◆ Extract to read ◆

....

William Raftery, Senior Knowledge and Information Services Analyst, National Center for State Courts

In 2017 Hurricanes Harvey and Irma struck the United States, forcing federal, state, and local officials to scramble to respond. The reactions of the state courts of last resort in Florida (in response to Irma) and Texas (in response to Harvey) reflect a change in the focus on disaster planning in the last decade that puts greater focus and responsibility on courts of last resort and their chief justices. In Florida, the Supreme Court, through its chief justice, was able to order the closure of courts before the hurricane made landfall, independent of the governor’s disaster declaration.[1] Moreover, the chief justice over the next several weeks was able to suspend various procedural deadlines both statewide and on a county-by-county basis as needed.[2] In contrast, Texas’s Supreme Court, jointly with the Court of Criminal Appeals, had to wait until a declaration of disaster was made by the governor before issuing orders closing and moving courts and suspending deadlines.  Those orders were limited to a maximum of 30 days at a time, and were later renewed by the courts.[3] The responses in both states reflect the different statutory and constitutional confines in which the judiciary operates during a disaster.

September 11 and Hurricane Katrina: Confusing Roles and Replicabilities

Historically, state courts in the United States have operated in a decentralized and localized fashion. This has meant relatively little administrative and managerial authority in the hands of the court of last resort and its chief justice. With respect to disaster planning and recovery, that began to shift noticeably after the events of September 11, when it was New York’s governor who directed the closure of certain courts and the suspension of some procedural and statutory court deadlines.[4] Executive branch authority to order courts closed leads to two questions: should the executive have such power and, in the alternative, would that power not be better exercised by the courts themselves as a separate branch of government? These questions re-emerged in the aftermath of Hurricane Katrina in Louisiana. There the Louisiana State Bar Association, the Louisiana Trial Lawyers Association, and the Louisiana Association of Defense Counsel jointly asked the governor to suspend legal deadlines, which she did via executive order. Shortly thereafter, however, a second executive order was issued that continued to extend the deadlines but acknowledged the Louisiana Supreme Court’s power to shorten or lift the suspensions.[5] Eventually, the legislature came into session to effectively ratify the governor’s actions, but the ambiguity remained.[6]

Codifying and clarifying

After Katrina, state legislatures began to enact statutes that codified and clarified the power of the high courts in this area. These laws focused on three key areas: moving locations, moving judges, and moving deadlines.

....

◆ Tasks and exercises ◆
A – According to the article on courts and disaster planning, what was the longest period a single Texas order could run?
B – Pick up the article on courts and disaster planning after its final sentence and keep writing.
You won't need the rows after the article on courts and disaster planning.

(Data pulled from a collection)
....

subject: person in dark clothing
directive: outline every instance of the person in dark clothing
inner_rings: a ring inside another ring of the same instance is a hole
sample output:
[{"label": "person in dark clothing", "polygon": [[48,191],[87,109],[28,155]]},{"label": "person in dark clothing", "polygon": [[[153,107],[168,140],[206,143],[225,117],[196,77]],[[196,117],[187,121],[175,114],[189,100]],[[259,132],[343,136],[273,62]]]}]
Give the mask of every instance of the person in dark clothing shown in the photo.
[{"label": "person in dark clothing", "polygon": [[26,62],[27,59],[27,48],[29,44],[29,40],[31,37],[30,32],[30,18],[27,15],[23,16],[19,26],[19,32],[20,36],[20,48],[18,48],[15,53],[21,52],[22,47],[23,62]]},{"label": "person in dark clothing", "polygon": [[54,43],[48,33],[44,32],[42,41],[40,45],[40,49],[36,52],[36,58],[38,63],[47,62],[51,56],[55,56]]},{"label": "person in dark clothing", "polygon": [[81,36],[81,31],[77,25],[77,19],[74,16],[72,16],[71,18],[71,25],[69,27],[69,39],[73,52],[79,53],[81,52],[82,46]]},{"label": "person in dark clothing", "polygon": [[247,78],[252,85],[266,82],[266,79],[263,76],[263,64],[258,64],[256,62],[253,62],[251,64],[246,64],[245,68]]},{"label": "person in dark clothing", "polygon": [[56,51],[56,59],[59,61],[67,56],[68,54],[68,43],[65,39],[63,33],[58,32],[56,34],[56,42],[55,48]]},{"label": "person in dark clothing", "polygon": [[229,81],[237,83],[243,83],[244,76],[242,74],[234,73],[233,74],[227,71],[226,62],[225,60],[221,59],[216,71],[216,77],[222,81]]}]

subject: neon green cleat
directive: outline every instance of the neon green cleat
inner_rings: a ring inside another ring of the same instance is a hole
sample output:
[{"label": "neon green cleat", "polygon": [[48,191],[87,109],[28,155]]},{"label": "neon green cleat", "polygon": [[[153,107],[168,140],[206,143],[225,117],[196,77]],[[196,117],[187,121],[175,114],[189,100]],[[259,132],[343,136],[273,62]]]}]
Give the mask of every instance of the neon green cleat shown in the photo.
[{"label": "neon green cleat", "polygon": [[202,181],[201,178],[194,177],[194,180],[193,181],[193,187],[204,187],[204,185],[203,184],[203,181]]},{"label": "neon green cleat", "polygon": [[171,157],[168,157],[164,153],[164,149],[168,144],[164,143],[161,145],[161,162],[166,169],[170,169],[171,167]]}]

....

◆ Answers by task ◆
A – 30 days at a time.

B –
Relocating Courts: Many state statutes require that a court sit at a particular place, building, or more broadly the “county seat.” Statutes and court rules adopted in the last decade allow for the temporary relocation of the court outside its normal geographic boundaries. An example of this was Ohio’s 2014 law, which allows for the administrative judge of a court (Municipal, County, divisions of Common Pleas, and Court of Appeals) to allow the court “to operate at a temporary location inside or outside the territorial jurisdiction of the court.”[7] In 2009, Delaware placed similar authority in the chief justice to move court locations to areas outside their normal geographic jurisdiction.[8]

Relocating Judges: While most states have enabled their chief justice or the state court of last resort to move judges from their location, the focus of state statutes was to provide temporary relief to handle congested dockets or to cover a situation where the resident judge(s) were all recused from a case. Several states allowed local judges to make arrangements for relocation among themselves but had no explicit provision allowing the chief justice or court of last resort to make any such transfers. Moreover, several states require the local/resident judge to request and/or consent to the temporary transfer into their court of another judge.[9] After disasters, when communications are down for prolonged periods of time, states with such consent requirements found their hands tied.

Suspending deadlines: As noted, one of the legal questions arising from September 11 and Hurricane Katrina was whether it was either constitutional or a best practice to have the executive able to suspend court procedural deadlines. Governors in the various states have cited laws allowing them to suspend “rules” during a disaster, but do such “rules” include court rules established by the judiciary, often based on their own constitutionally established rulemaking authority?[10] Moreover, even in those states with no specific language in the state constitution regarding the rulemaking power of the judiciary in general, or the court of last resort in particular, could the high court be given the power to suspend the deadlines? As seen in the Texas example noted above, the Texas legislature’s 2009 enactment allowed that state’s high courts to suspend deadlines but only for a limited time (30 days).[11]

Reliance on executive action/declaration

While states have sought to clarify the power of chief justices amid disaster, they remain divided on whether or not that power may be exercised in the absence of an executive declaration.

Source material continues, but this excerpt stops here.